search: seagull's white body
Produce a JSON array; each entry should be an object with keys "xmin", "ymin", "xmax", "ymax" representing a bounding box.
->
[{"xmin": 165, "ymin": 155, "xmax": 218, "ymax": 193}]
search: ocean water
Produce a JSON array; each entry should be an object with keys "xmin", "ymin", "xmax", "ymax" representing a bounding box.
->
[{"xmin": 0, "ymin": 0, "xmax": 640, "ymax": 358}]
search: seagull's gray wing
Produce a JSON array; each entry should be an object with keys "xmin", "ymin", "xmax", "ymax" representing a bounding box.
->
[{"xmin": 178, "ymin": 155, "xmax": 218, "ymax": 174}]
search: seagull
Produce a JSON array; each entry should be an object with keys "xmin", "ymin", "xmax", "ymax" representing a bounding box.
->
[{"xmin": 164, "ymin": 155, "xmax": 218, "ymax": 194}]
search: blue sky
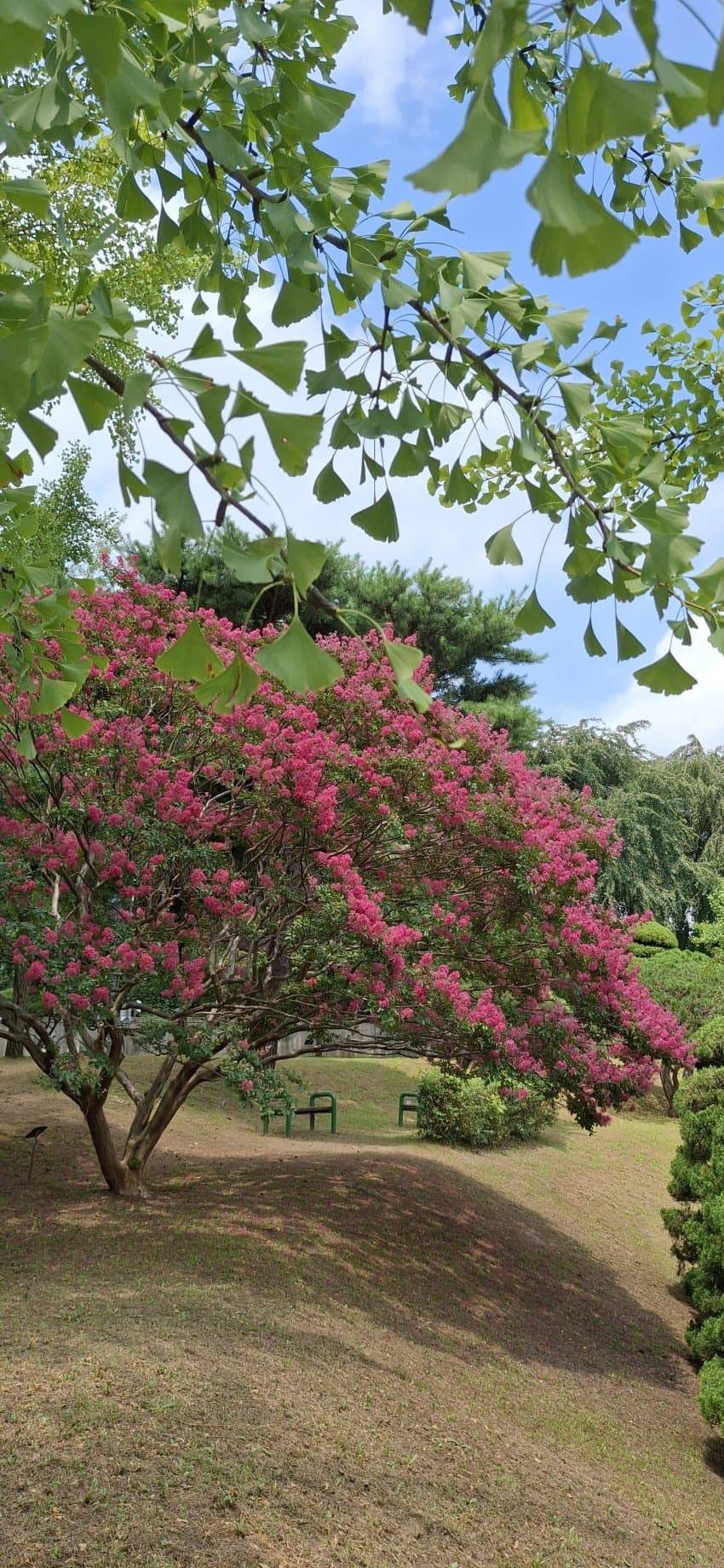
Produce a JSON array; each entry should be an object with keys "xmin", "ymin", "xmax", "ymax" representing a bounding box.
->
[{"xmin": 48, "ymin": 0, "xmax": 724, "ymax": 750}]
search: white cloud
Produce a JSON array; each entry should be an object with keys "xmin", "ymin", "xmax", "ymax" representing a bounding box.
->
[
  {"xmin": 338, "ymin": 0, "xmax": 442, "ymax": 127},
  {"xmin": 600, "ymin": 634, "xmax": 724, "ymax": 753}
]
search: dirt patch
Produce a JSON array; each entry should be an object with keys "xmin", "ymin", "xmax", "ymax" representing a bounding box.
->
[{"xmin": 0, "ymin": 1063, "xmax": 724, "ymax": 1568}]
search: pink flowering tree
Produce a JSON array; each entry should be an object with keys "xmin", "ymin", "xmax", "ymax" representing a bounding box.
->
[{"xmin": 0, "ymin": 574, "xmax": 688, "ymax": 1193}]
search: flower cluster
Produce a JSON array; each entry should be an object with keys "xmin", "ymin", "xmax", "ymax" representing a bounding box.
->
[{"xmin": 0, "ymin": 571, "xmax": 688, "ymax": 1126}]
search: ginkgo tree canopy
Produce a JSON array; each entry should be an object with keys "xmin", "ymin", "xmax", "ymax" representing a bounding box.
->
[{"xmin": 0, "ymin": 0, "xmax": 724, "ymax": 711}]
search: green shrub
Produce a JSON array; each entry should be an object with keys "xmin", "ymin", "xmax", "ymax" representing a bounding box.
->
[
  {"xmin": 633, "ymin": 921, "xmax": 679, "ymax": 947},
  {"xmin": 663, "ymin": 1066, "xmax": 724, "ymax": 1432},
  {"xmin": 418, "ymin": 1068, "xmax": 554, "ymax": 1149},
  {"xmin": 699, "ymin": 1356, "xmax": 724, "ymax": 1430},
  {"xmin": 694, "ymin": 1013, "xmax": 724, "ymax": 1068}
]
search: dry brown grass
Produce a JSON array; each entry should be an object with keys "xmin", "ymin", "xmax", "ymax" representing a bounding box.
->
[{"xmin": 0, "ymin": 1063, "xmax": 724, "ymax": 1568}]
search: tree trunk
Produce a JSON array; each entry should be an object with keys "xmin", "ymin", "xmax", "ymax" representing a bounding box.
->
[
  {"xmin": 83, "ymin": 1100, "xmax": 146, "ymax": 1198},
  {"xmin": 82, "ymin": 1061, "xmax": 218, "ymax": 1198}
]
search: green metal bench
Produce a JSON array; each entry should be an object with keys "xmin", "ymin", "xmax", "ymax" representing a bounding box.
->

### [EXERCISE]
Reproduce the lines from the one containing "search: ginkgo tree canopy" through the end, inclusive, and swap "bench" for "seat", leaving everything else unchanged.

### [FINISHED ANSWER]
search: ginkgo tree canopy
Produce a JSON array; each entry should be an object with keys "xmin", "ymin", "xmax", "ymax" representing a bounding box.
->
[{"xmin": 0, "ymin": 0, "xmax": 724, "ymax": 711}]
search: green shrub
Produce a JSON array; each entry should be an object with keys "xmin", "ymin", "xmax", "ymax" representing a bounding box.
->
[
  {"xmin": 633, "ymin": 921, "xmax": 679, "ymax": 947},
  {"xmin": 663, "ymin": 1066, "xmax": 724, "ymax": 1432},
  {"xmin": 418, "ymin": 1068, "xmax": 554, "ymax": 1149},
  {"xmin": 699, "ymin": 1356, "xmax": 724, "ymax": 1430},
  {"xmin": 694, "ymin": 1013, "xmax": 724, "ymax": 1068}
]
search: dry brown grass
Produce a JSON array; each entry should be an object with keys "xmin", "ymin", "xmax", "ymax" representing a bounding box.
->
[{"xmin": 0, "ymin": 1063, "xmax": 724, "ymax": 1568}]
search: tree trunk
Produce a JSON array; each entry should be an object with keys "xmin", "ymin", "xmax", "ymax" representing a bounding box.
->
[
  {"xmin": 83, "ymin": 1100, "xmax": 146, "ymax": 1198},
  {"xmin": 82, "ymin": 1061, "xmax": 218, "ymax": 1198}
]
search: green metal seat
Produce a JSON array; each entry should be an object with keys "xmin", "ymin", "xmax", "ymax" representing a bounding box.
->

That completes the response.